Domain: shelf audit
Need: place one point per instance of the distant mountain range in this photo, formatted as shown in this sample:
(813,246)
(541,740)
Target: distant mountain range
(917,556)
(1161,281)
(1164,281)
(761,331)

**Task prompt:** Would you write down every record again, exactly?

**Exercise output:**
Domain: shelf audit
Need: place one point per instance of the distant mountain range in this photo, formatted as shown in this sample:
(813,246)
(541,740)
Target: distant mountain range
(917,556)
(1161,281)
(1164,281)
(761,331)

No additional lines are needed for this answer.